• _Data in this exercise_:
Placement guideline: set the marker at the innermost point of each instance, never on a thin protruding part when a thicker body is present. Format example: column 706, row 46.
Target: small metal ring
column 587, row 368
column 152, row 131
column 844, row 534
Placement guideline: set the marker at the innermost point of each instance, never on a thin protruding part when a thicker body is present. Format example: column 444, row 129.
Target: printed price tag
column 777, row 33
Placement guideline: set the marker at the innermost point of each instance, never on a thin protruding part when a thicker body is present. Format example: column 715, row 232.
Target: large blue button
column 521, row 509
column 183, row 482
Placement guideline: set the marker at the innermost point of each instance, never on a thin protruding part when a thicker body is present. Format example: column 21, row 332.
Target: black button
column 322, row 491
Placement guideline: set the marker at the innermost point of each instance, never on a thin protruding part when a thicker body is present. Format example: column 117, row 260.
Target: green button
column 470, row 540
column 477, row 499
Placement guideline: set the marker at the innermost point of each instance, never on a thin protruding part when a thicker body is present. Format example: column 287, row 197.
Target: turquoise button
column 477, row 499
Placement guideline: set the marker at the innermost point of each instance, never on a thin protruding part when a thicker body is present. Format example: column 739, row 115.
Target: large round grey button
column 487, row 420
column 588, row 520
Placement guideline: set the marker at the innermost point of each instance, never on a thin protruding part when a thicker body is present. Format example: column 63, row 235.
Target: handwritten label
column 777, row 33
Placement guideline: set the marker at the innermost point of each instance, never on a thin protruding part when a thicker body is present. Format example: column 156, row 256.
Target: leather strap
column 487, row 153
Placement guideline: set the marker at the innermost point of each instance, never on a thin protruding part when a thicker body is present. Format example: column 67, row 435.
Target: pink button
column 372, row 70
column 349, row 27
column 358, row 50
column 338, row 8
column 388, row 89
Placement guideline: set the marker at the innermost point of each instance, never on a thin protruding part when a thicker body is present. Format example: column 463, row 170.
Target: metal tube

• _What you have to do_: When copying the data above, keep every line exactly as written.

• _Task solution_:
Placement guideline: set the marker at the innermost point of each instance, never on a thin protruding part when a thicker body is present. Format example: column 706, row 46.
Target: small metal ring
column 587, row 368
column 152, row 131
column 844, row 534
Placement guideline: set the marker at the innermost point of each instance, never on a thin protruding part when a thicker body is present. Format example: column 444, row 129.
Target: printed price tag
column 777, row 33
Placement guideline: set the marker at the innermost point of each instance, never on a thin protruding part when a thicker body is present. Format example: column 715, row 232.
Target: large blue button
column 521, row 509
column 183, row 482
Placement guideline: set the marker at the innermost point of each instance, never on a thin protruding part when a thicker body is present. Format example: column 21, row 332.
Target: black button
column 322, row 491
Placement guideline: set the marker at the innermost point of each instance, never on a thin protruding part when a thicker body is present. Format example: column 117, row 260.
Target: green button
column 470, row 540
column 477, row 499
Placement guideline: set the marker at the innermost point of each instance, never on a thin protruding part when a thicker body is present. Format example: column 287, row 197.
Target: turquoise button
column 477, row 499
Placement guideline: set the marker at the innermost point of each instance, never on a thin protruding part when a thicker body is present. Format example: column 739, row 115.
Target: large round grey button
column 487, row 420
column 588, row 520
Placement guideline: set the marker at the innermost point of each instance, never on a thin protruding part when a thicker body is present. Format example: column 63, row 235.
Target: handwritten label
column 777, row 33
Placement guideline: set the marker at the innermost point of each instance, never on a thin protruding part when a thicker body is present. Format example: column 156, row 256.
Target: leather strap
column 487, row 153
Placement guideline: set the marker at the innermost point of each instance, never on a thin protruding part when a thicker body is present. Format example: column 67, row 435.
Target: pink button
column 372, row 70
column 349, row 27
column 358, row 50
column 338, row 8
column 388, row 89
Placement guideline: set the marker at the innermost point of each instance, never on a thin protruding part when a thicker body is present. Format example: column 463, row 170.
Target: metal tube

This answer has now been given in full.